Required task
Reproduce the records from the line containing "Object detection ground-truth generation. Target object: pine" through the end of the records, keeping every request line, and shift each bounding box coordinate in the answers up by 27. Omit the pictures from your output.

Supplied material
====

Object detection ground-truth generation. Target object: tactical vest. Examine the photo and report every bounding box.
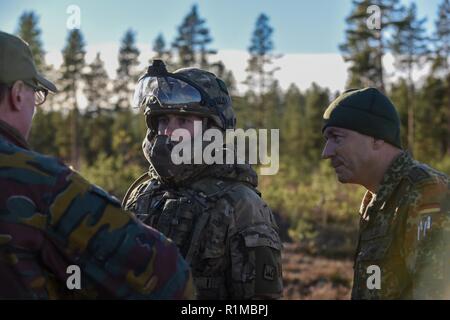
[352,165,436,299]
[124,174,259,299]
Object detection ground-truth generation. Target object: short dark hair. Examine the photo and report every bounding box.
[0,83,9,103]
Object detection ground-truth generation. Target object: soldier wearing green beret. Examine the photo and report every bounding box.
[322,88,450,299]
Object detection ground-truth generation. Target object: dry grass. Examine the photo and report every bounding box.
[282,243,353,300]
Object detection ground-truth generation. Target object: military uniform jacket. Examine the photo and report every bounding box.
[125,165,282,299]
[0,121,194,299]
[352,152,450,299]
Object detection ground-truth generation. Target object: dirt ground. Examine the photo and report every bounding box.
[282,243,353,300]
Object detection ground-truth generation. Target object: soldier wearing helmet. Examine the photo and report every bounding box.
[123,60,282,299]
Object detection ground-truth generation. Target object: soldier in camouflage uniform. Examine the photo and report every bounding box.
[123,60,282,299]
[323,88,450,299]
[0,32,194,299]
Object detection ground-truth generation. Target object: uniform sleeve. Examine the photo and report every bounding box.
[229,195,283,299]
[404,183,450,299]
[44,172,194,299]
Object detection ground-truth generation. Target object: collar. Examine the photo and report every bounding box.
[359,151,416,219]
[0,120,30,150]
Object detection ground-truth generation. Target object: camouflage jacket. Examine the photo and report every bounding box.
[352,152,450,299]
[0,122,194,299]
[124,165,282,299]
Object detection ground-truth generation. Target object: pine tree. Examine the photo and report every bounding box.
[84,52,110,113]
[60,29,86,169]
[114,30,140,110]
[390,3,429,152]
[340,0,403,90]
[16,11,46,72]
[244,13,277,94]
[433,0,450,154]
[302,82,330,164]
[433,0,450,76]
[172,5,216,69]
[280,84,305,170]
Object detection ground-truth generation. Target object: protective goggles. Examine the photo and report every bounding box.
[133,76,204,109]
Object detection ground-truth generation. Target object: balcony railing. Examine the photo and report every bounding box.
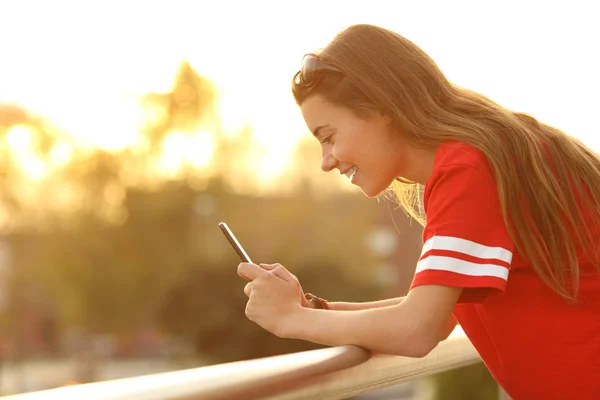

====

Task solution
Object detection ground-truth generation. Target object: pine tree. Examine the photo and report every bounding box.
[111,79,137,140]
[87,56,113,196]
[141,57,167,137]
[417,30,456,179]
[367,27,430,117]
[43,38,73,99]
[271,40,304,121]
[460,27,477,181]
[329,109,357,191]
[460,27,477,103]
[199,32,243,96]
[307,111,332,197]
Object detection ground-truth generation. Target object: protective goggles. Examine the photo and report every bounding box.
[160,103,231,136]
Object detection ground-truth generation. Target object: balcony railing. Examine the photo and report every bounding box.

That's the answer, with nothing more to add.